## [AIM OF THE TASK]
Among the entries, which lines carry the string "green"? Copy each of them.

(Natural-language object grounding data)
--------

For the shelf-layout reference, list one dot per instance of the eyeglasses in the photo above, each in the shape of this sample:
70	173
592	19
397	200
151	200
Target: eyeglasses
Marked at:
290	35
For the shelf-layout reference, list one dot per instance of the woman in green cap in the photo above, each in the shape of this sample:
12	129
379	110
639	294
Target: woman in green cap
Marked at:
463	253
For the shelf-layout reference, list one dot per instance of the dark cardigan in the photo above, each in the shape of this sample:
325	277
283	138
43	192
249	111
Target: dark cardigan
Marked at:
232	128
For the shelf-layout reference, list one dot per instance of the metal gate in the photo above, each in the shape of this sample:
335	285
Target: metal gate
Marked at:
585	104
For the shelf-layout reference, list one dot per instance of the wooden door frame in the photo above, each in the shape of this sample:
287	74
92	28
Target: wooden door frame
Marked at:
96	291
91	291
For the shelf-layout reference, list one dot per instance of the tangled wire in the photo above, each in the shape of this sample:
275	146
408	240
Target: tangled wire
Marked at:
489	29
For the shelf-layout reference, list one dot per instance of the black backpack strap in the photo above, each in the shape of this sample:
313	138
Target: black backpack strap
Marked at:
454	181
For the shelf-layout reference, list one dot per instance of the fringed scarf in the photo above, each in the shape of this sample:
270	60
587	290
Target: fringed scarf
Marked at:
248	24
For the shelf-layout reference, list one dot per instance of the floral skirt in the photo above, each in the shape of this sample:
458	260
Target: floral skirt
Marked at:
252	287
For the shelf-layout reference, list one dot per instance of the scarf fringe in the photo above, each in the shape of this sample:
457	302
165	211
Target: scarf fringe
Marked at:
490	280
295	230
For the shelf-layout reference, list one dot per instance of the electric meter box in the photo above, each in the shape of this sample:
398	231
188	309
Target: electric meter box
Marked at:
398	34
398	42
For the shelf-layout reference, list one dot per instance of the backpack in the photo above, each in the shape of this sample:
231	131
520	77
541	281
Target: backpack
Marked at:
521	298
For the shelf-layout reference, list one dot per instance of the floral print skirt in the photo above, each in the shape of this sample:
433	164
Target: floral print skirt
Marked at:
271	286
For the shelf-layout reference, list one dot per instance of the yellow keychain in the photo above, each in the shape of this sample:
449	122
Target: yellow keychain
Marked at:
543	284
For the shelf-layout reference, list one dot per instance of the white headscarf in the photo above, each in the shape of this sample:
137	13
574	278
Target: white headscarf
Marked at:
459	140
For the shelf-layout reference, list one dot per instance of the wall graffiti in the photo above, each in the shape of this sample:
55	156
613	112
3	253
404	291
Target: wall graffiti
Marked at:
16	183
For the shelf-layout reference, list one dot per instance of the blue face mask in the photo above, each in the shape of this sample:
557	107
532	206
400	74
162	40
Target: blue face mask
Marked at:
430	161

--------

## [OUTPUT FOR THIS TASK]
For the shelf-layout reference, list one dot per instance of the woman in green cap in the photo above, each in the shape of this sample:
Target: woman in green cap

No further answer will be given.